Object position labeling entries:
== == ==
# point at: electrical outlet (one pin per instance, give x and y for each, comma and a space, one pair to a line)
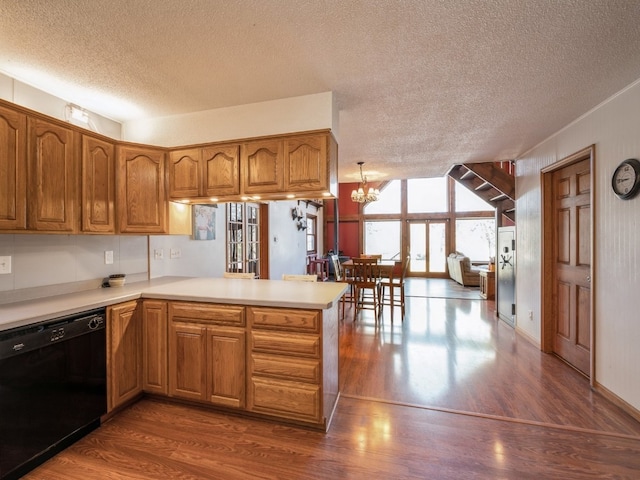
5, 265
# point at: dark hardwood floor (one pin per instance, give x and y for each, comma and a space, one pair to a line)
450, 393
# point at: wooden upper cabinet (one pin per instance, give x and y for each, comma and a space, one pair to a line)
221, 170
262, 166
98, 185
185, 173
141, 194
306, 165
52, 177
13, 166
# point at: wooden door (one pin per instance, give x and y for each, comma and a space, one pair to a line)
98, 185
262, 167
142, 205
13, 165
187, 361
226, 367
124, 372
52, 177
571, 200
154, 347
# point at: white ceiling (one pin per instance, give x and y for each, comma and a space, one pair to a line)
420, 84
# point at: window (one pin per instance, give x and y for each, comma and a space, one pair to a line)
312, 234
476, 238
243, 238
427, 195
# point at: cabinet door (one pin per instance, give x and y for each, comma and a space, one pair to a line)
142, 205
226, 367
98, 186
124, 371
13, 165
185, 174
52, 177
221, 170
306, 165
262, 167
187, 361
154, 347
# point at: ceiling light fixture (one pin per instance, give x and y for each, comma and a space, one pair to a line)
359, 195
77, 113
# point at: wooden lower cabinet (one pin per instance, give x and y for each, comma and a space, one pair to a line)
272, 362
206, 360
154, 347
124, 355
285, 374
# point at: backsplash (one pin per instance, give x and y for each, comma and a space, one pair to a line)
43, 265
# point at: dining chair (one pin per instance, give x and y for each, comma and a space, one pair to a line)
366, 284
245, 275
299, 278
340, 275
394, 283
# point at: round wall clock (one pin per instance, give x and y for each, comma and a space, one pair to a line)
626, 179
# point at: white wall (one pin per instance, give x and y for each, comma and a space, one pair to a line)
287, 115
614, 128
22, 94
62, 261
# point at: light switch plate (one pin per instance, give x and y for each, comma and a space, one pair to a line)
5, 265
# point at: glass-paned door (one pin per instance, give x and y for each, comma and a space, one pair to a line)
427, 245
243, 238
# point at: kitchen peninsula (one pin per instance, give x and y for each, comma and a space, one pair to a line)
266, 348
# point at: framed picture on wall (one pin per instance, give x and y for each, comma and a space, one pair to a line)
204, 222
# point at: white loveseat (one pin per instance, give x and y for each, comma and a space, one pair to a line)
461, 270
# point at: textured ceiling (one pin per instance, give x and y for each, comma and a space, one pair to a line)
420, 84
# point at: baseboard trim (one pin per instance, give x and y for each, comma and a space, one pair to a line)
616, 400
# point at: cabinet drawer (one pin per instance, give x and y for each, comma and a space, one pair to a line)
292, 400
286, 368
286, 343
207, 313
281, 318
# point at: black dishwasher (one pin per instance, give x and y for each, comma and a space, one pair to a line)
52, 388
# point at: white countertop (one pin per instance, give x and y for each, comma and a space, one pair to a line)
268, 293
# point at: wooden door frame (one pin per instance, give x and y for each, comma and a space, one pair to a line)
406, 244
547, 279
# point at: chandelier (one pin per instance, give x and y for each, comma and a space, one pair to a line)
359, 195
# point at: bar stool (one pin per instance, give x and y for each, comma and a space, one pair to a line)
319, 267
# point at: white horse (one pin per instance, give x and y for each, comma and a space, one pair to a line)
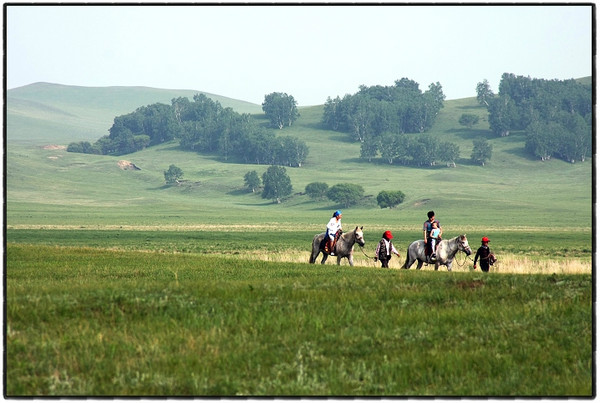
445, 253
344, 247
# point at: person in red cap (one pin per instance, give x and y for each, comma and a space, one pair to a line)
384, 249
485, 256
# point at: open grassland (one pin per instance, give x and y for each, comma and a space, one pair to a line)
117, 284
51, 186
523, 251
84, 321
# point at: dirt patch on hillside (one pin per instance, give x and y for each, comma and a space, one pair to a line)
125, 165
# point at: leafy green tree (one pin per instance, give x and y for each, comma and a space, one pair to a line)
468, 120
368, 148
293, 151
424, 150
484, 93
173, 174
281, 109
347, 194
502, 114
252, 181
386, 199
317, 190
482, 151
277, 184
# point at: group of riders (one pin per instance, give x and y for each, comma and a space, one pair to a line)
432, 235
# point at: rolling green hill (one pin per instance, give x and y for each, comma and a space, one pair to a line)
48, 186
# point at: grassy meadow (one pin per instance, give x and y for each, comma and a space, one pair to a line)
119, 285
95, 322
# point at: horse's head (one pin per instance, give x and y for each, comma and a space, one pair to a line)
358, 236
463, 244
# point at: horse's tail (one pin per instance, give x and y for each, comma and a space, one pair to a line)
404, 266
315, 249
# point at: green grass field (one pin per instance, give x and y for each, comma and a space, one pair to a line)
94, 322
117, 284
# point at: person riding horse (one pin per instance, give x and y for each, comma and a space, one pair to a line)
334, 229
427, 229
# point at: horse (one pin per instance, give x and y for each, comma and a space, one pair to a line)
344, 247
445, 252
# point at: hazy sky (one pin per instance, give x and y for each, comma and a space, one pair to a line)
309, 52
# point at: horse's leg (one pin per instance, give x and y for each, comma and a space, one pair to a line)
313, 256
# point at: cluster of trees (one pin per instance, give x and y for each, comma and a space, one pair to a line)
555, 115
281, 109
372, 111
407, 149
202, 126
348, 194
277, 186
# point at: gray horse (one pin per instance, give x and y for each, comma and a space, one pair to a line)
445, 253
344, 247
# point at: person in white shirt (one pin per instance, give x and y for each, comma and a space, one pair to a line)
384, 249
434, 234
333, 226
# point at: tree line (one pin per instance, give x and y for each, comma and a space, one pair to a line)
556, 115
203, 125
390, 122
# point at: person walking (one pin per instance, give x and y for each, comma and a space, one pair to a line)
384, 249
485, 256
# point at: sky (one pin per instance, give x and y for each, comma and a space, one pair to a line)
311, 52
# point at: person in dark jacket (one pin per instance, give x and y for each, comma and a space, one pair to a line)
384, 249
485, 256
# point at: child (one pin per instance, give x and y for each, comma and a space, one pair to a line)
384, 249
434, 234
485, 255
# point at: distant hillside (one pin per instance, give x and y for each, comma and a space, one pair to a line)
70, 113
46, 184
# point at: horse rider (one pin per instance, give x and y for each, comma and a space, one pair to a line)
427, 228
384, 249
333, 227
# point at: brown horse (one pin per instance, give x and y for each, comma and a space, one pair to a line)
344, 247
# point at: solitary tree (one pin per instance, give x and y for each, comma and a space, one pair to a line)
482, 151
252, 181
484, 93
468, 119
173, 174
277, 184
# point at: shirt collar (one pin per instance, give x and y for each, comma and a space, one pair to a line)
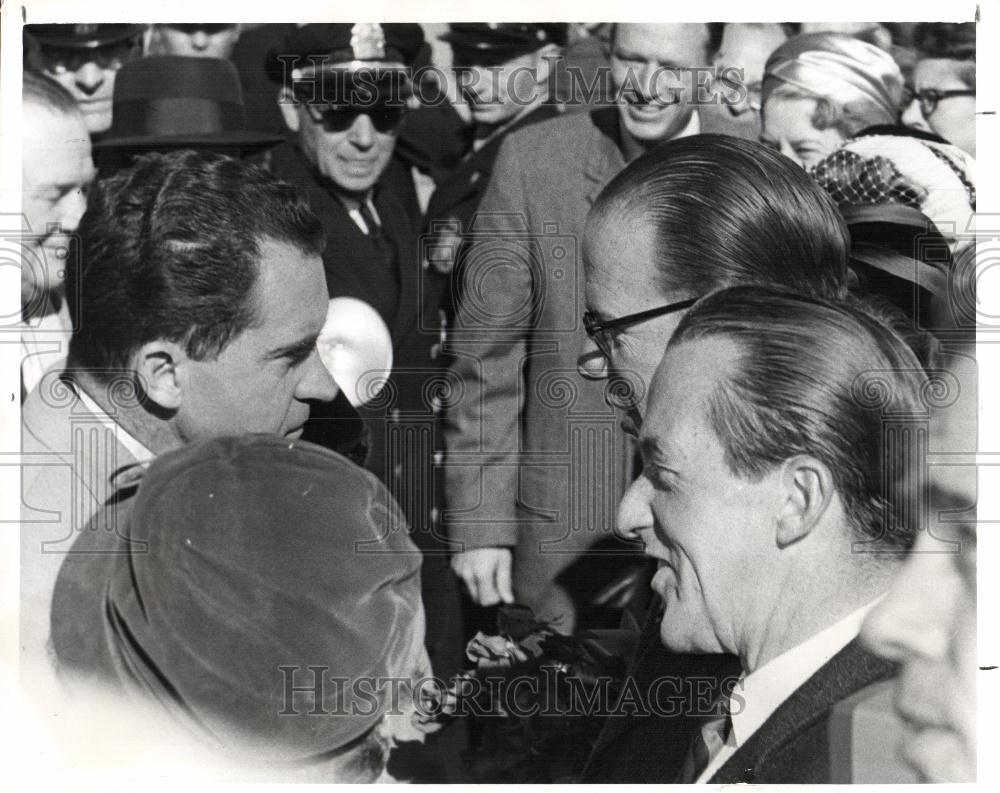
132, 445
757, 695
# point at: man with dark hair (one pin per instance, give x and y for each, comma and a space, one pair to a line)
535, 466
503, 72
693, 215
56, 171
944, 80
776, 426
84, 59
343, 97
200, 299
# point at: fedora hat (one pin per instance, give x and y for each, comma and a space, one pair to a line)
170, 101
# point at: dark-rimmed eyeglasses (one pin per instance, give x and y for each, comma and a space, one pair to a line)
603, 331
929, 98
340, 118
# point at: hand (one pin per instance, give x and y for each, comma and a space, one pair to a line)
488, 652
486, 573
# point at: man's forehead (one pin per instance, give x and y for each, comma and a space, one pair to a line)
686, 376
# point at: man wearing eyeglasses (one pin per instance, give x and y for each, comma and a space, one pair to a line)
343, 97
944, 97
84, 59
535, 455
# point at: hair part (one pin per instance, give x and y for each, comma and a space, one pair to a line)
726, 211
822, 379
169, 250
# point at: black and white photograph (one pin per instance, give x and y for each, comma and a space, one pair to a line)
449, 402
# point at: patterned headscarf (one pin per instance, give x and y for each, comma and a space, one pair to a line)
937, 179
837, 67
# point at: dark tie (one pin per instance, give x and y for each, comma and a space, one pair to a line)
374, 229
709, 739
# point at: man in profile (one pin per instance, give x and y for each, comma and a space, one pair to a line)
769, 501
536, 460
198, 301
56, 172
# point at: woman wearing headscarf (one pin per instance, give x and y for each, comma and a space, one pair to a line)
821, 89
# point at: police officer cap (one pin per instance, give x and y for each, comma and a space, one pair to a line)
344, 46
496, 42
81, 36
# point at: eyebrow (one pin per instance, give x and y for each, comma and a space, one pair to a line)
297, 350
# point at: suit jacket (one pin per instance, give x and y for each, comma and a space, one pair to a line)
402, 421
535, 454
793, 745
71, 459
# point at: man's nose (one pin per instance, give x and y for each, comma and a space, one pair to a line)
634, 512
317, 384
89, 77
362, 132
199, 40
592, 363
908, 621
912, 117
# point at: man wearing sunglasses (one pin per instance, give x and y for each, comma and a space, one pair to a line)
84, 59
344, 94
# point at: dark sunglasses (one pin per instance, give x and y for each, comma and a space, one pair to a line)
928, 98
602, 331
59, 60
340, 118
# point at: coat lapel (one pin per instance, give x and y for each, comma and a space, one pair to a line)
848, 671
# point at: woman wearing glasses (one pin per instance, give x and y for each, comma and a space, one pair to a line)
944, 97
821, 89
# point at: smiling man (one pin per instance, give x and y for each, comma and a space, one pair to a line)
345, 89
535, 468
56, 172
199, 301
769, 501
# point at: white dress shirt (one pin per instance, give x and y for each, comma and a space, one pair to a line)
758, 695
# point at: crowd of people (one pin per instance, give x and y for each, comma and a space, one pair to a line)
665, 326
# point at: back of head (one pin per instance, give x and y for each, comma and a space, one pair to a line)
169, 250
41, 91
254, 575
824, 379
726, 211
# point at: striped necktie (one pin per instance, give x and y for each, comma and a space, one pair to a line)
708, 741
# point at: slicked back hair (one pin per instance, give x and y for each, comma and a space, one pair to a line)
726, 211
170, 248
822, 379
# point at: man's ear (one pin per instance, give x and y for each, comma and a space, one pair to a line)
158, 363
806, 488
289, 108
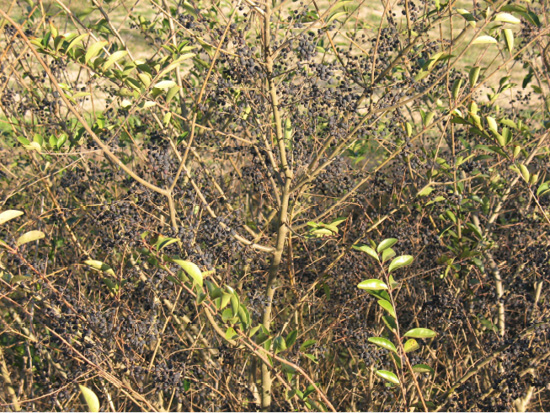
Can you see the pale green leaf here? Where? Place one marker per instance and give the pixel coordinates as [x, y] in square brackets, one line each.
[387, 243]
[113, 58]
[191, 269]
[372, 284]
[388, 375]
[507, 18]
[411, 345]
[91, 399]
[100, 266]
[420, 333]
[384, 343]
[9, 215]
[400, 261]
[368, 250]
[29, 237]
[485, 40]
[94, 49]
[386, 305]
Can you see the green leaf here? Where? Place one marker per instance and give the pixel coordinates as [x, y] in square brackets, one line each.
[420, 333]
[307, 343]
[411, 345]
[191, 269]
[388, 375]
[400, 261]
[387, 254]
[234, 304]
[311, 357]
[485, 40]
[279, 344]
[469, 17]
[507, 18]
[524, 172]
[543, 188]
[171, 93]
[94, 49]
[493, 127]
[75, 41]
[29, 237]
[427, 190]
[230, 334]
[387, 243]
[509, 38]
[91, 399]
[253, 331]
[224, 300]
[390, 322]
[291, 338]
[100, 266]
[423, 368]
[474, 75]
[163, 241]
[386, 305]
[9, 215]
[384, 343]
[372, 284]
[368, 250]
[176, 63]
[457, 84]
[113, 58]
[165, 84]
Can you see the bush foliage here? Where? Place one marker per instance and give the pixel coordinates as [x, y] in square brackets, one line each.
[241, 206]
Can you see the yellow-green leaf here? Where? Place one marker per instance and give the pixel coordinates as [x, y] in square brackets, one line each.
[113, 58]
[411, 345]
[420, 333]
[9, 215]
[384, 343]
[372, 284]
[485, 40]
[100, 266]
[30, 237]
[507, 18]
[91, 399]
[94, 49]
[191, 269]
[388, 375]
[399, 262]
[509, 38]
[386, 305]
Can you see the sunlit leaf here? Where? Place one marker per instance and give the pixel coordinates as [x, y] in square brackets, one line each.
[384, 343]
[388, 375]
[400, 261]
[9, 215]
[372, 284]
[100, 266]
[29, 237]
[423, 368]
[420, 333]
[94, 49]
[91, 399]
[368, 250]
[507, 18]
[485, 40]
[411, 345]
[113, 58]
[386, 305]
[192, 270]
[387, 243]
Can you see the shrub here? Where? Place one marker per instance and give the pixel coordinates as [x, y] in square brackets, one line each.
== == ==
INSTRUCTIONS TO FOLLOW:
Exactly reproduce the lines from the one containing "Can you see the yellow-green" through the end of the records, and only those lines.

EXERCISE RESPONSE:
Can you see the yellow-green leaf here? Where? Place one marker per instance and give the pixel coordinates as [x, y] in square brackets, one line each.
[113, 58]
[411, 345]
[420, 333]
[9, 215]
[384, 343]
[372, 284]
[485, 40]
[100, 266]
[30, 237]
[507, 18]
[91, 399]
[94, 49]
[191, 269]
[388, 375]
[399, 262]
[509, 38]
[386, 305]
Can you see the sunlit leaf here? Where? Place one marker per instance and give the pixel coordinates as [x, y] in square brackets, one line each.
[384, 343]
[388, 375]
[400, 261]
[9, 215]
[372, 284]
[100, 266]
[29, 237]
[423, 368]
[420, 333]
[94, 49]
[91, 399]
[368, 250]
[507, 18]
[485, 40]
[411, 345]
[113, 58]
[386, 305]
[192, 270]
[387, 243]
Can you see the shrub here? Where? Place one marker per instance and give the pixel coordinates as [x, y] in square brackets, one line each.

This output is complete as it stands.